Excerpt provided:
== == ==
Exercise after surgery can be part of recommended physical therapy, or a return to pre-operative routines. In either case, done properly, exercise will help create flexibility, improve balance – by strengthening muscles that help stabilize joints – and keep the cardiovascular and other systems functioning well.
When and how you can begin exercise routines after major surgery will vary with the type of treatment you had. Most physicians will recommend at least a week, sometimes 6-12 weeks, of recuperation before even attempting regular routines. Consult your physician.
Most people will want to perform some kind of toning exercises and probably induce some weight loss. Most surgery reduces the metabolic and activity level – leading to weight gain and flabbiness.
Be sure to keep well hydrated, no matter what form of exercise you perform. This is helpful in order to keep the endocrine system functioning properly and aids the process that keeps joints lubricated.
Take it slow and return to your pre-operative level gradually. Here are some specific exercises for two different types of surgery. Again, consult your physician first.
About a week after surgery, you’ll still be experiencing discomfort. But recovery will be aided by some simple arm exercises. Perform steady breathing during the following:
Lift the arm on the operative side and simulate hair brushing and eating. Do a few reps at most the first few times. Raise that same arm above the heart for an hour, two to three times per day in order to reduce swelling. With the arm raised, gradually open and close the hand, building up to clenching a tennis ball as the discomfort decreases. Alternately bend and straighten the elbow.
After a couple of weeks you may feel fit enough to perform the following exercise.
Hold a broom handle (with the broom cut off), in both hands with your palms up, arms outstretched. Lift above the head and hold for a few seconds, then lower the broom handle to the pelvis. Repeat several times.
In these exercises, you’ll work the abs, pelvic, and back muscles. As with any routine, be sure to get the advice of your doctor before beginning.
Lie on the floor, knees bent, hands behind your head. Press the small of the back gently into the floor, then more firmly. Don’t try to work ‘through the pain’.
Raise your head and shoulders slightly off the floor, paying attention to the contraction of the abs. Take care not to move the chin toward the chest. Then slowly lower the head and shoulders back to the floor. Repeat several times.
Lift the hips, hold for a few seconds, then lower them. Do 10 reps. Then, alternate with the abdominal exercises. Roll over onto the knees, making sure you have some knee pads or carpeting to soften the point of contact.
Slowly raise one arm and the alternate leg. Alternate. Right arm out, left leg out, then, left arm out, right leg out. Hold each for a second or two, switch and repeat 10 times.
Again, don’t try to exercise if you feel intense pain as distinguished from mild discomfort. Take it slow, building up strength over time.
== == ==
Saved entries
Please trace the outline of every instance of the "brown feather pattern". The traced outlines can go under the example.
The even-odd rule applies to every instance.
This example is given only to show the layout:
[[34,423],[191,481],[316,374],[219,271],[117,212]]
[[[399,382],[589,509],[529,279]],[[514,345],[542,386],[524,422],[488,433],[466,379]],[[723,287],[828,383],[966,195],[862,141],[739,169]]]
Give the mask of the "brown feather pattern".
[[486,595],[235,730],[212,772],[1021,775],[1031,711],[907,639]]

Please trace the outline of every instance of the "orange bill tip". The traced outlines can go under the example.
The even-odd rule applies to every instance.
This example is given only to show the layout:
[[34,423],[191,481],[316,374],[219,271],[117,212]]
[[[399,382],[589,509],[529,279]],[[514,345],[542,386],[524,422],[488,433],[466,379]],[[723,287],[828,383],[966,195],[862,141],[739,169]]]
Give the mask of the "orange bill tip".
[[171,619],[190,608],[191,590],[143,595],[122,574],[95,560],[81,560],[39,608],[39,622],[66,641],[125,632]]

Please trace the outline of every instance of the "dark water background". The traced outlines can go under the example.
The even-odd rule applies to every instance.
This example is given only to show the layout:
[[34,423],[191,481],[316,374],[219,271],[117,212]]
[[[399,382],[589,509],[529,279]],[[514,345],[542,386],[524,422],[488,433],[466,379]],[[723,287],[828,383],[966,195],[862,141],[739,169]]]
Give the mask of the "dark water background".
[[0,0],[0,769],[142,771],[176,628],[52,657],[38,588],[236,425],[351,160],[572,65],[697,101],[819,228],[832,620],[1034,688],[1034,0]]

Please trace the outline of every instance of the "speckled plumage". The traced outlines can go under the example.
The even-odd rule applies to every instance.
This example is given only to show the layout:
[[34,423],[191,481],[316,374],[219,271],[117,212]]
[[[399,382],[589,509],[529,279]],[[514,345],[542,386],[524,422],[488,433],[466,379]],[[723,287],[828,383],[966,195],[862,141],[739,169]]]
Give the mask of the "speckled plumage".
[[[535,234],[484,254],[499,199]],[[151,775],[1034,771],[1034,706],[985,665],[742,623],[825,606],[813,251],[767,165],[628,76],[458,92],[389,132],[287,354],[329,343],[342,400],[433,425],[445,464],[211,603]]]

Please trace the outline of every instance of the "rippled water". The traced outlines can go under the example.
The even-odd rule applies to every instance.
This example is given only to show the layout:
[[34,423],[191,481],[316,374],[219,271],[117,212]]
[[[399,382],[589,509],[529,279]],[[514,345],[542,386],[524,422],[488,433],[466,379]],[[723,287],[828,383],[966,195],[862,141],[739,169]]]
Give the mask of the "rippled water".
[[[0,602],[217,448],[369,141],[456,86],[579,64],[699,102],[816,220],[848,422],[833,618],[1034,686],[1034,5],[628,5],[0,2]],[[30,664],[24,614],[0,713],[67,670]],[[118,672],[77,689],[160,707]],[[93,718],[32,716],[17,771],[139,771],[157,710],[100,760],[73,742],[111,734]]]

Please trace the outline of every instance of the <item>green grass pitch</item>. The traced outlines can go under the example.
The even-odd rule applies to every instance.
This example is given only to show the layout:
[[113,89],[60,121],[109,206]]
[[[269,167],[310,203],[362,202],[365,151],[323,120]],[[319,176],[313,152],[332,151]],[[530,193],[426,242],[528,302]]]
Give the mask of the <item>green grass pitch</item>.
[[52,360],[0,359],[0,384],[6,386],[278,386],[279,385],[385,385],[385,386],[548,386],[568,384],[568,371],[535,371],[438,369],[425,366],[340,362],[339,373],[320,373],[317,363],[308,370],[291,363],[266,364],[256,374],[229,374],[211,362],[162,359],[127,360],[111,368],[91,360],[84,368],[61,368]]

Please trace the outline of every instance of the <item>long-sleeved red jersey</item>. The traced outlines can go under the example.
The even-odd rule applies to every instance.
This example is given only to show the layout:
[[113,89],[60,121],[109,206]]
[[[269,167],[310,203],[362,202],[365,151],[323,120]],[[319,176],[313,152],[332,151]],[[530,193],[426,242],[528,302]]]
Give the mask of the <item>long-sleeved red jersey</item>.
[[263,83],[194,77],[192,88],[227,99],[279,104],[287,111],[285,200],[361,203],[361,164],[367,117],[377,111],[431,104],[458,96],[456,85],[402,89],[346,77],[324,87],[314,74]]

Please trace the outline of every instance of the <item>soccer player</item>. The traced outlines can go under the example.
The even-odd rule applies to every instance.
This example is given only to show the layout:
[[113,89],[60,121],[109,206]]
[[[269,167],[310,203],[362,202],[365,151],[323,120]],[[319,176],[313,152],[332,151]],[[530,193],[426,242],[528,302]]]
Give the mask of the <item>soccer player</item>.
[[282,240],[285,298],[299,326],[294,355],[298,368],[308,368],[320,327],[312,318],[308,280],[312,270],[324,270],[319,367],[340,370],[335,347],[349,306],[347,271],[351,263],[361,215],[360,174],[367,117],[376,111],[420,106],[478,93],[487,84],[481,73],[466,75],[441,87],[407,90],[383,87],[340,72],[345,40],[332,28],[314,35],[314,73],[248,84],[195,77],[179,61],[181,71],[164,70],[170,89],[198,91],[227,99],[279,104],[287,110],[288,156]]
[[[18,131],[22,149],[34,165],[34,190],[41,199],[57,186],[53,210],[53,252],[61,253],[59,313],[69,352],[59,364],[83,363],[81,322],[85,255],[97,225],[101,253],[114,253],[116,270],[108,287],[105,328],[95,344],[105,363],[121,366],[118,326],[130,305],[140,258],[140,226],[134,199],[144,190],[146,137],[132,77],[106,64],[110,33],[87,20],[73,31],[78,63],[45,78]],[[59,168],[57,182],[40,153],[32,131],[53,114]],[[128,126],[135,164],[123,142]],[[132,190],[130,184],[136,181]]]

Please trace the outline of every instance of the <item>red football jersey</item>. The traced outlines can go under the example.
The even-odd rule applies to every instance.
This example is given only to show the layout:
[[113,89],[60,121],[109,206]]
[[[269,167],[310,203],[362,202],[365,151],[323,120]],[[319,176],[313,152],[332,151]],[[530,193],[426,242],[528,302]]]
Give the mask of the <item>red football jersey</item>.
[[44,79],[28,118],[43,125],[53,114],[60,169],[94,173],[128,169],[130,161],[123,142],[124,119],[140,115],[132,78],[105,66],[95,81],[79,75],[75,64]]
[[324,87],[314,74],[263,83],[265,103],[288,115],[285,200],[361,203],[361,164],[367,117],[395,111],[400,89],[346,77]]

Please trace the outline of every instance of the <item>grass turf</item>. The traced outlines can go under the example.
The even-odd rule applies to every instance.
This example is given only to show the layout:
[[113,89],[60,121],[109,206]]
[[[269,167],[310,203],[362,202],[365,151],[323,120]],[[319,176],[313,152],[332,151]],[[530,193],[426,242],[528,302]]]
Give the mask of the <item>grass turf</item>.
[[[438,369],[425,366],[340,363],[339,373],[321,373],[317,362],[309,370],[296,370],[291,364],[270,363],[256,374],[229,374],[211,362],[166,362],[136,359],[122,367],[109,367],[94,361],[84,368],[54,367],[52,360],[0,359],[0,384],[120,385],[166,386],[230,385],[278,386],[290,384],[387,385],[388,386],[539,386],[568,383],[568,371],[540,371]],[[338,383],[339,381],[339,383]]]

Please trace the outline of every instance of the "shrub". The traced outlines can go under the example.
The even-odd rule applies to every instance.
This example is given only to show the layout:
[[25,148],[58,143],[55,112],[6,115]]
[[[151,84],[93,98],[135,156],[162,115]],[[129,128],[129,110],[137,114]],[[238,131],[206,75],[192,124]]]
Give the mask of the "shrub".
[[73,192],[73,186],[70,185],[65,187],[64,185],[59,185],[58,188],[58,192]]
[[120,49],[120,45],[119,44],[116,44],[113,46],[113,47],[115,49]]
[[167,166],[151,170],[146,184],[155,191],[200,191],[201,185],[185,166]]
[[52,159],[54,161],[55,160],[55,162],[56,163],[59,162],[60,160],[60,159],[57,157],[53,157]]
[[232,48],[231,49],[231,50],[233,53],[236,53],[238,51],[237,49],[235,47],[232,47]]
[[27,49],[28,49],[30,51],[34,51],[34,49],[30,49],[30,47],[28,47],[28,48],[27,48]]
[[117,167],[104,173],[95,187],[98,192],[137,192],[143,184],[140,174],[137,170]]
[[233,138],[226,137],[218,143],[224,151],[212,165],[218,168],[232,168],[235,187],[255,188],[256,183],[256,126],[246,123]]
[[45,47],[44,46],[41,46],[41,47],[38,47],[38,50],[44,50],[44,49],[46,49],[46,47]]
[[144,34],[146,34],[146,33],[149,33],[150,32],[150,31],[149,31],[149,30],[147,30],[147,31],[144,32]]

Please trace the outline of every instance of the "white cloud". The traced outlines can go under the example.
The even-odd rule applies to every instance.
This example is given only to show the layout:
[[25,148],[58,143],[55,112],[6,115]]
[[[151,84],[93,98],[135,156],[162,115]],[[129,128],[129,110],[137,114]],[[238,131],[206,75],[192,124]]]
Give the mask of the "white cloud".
== == ==
What this task involves: According to the text on exercise after surgery, how long and how often should the arm on the operative side be raised above the heart to reduce swelling?

Your solution: For an hour, two to three times per day.